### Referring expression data
--------------------------------------------------

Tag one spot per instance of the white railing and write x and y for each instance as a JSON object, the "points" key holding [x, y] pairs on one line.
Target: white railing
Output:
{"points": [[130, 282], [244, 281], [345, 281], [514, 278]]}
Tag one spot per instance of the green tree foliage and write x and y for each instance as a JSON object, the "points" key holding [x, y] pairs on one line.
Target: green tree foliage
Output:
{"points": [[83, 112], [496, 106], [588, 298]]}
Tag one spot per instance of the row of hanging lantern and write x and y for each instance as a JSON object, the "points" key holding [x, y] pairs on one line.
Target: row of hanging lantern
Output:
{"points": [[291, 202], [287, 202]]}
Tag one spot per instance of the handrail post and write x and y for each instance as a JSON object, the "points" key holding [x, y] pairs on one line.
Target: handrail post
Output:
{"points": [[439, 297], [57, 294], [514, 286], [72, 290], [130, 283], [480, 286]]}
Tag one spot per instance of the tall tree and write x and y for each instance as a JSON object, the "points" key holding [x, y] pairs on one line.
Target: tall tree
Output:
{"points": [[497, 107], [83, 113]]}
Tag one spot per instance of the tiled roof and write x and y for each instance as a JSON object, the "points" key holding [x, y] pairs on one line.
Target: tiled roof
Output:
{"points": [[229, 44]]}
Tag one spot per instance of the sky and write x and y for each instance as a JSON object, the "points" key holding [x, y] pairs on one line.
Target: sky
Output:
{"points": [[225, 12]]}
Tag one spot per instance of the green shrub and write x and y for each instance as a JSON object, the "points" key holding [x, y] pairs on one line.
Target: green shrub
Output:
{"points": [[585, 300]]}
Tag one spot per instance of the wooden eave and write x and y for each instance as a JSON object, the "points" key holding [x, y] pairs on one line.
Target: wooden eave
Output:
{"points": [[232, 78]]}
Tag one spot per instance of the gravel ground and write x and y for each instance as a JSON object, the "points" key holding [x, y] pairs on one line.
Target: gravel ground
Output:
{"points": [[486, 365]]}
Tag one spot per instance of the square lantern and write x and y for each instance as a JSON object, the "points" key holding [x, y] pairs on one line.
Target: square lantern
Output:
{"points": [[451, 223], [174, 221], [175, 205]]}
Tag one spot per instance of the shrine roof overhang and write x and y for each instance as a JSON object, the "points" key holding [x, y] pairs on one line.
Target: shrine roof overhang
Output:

--------------------------------------------------

### What is being asked
In full and without alteration, copy the entries.

### Response area
Tag one spot per instance of the white railing and write x and y for each instance as a JSON object, the "points" key holding [x, y] pairs on one line.
Target: white railing
Output:
{"points": [[130, 282], [244, 281], [345, 281], [514, 278]]}
Tag one spot per instance of the green tree foliage and write x and y for each instance as a JSON object, the "points" key holding [x, y] pairs on one line.
Target: green tree foliage
Output:
{"points": [[83, 112], [496, 106], [588, 298]]}
Tag one spot per instance of the row of hanging lantern and write x and y for each instance as a JSON object, the "points" key holding [x, y] pairs on one line.
Target: row of hanging lantern
Output:
{"points": [[291, 202], [287, 202]]}
Tag one spot per instance of the handrail post and write x and y for each instance as a JSON object, the "points" key holding [x, y] pairs on one line.
Target: handrail post
Output:
{"points": [[439, 297], [57, 294], [514, 286], [72, 290], [130, 283], [480, 286]]}
Tag one spot per instance of the tall tree and write x and y for each instance as a JSON object, the "points" key holding [x, y] pairs on one line.
Target: tall tree
Output:
{"points": [[497, 107], [83, 113]]}
Tag one spot per instance of the tiled roof and write x and y for each instance as a JSON object, the "points" key holding [x, y] pairs on one line.
Target: tiled roof
Output:
{"points": [[229, 44]]}
Tag one spot per instance of the sky and write x and y for each instance as a JSON object, the "points" key holding [x, y] pairs on one line.
Target: sky
Output:
{"points": [[225, 12]]}
Tag one spot per instance of the green shrub and write x and y for each instance as a JSON object, the "points" key holding [x, y] pairs on one line.
Target: green shrub
Output:
{"points": [[585, 300]]}
Tag one spot per instance of the wooden eave and write x and y for each instance as a JSON object, the "points" key holding [x, y] pairs on one line.
Target: wooden eave
Output:
{"points": [[232, 78]]}
Tag one spot per instance of the gravel ground and write x and y for each instance as a JSON object, the "points" key holding [x, y] pairs on one line.
Target: gravel ground
Output:
{"points": [[486, 365]]}
Tag one spot per instance of the square lantern and write x and y for each instance as a JSON object, the "points" key holding [x, y] pairs on one line.
Target: square lantern
Output:
{"points": [[451, 223], [174, 221], [175, 205]]}
Tag one spot per instance of the shrine roof overhang and write x and y for each instance as a JSON object, the "points" key holding [x, y] pairs on one line.
Target: shrine roof overhang
Output:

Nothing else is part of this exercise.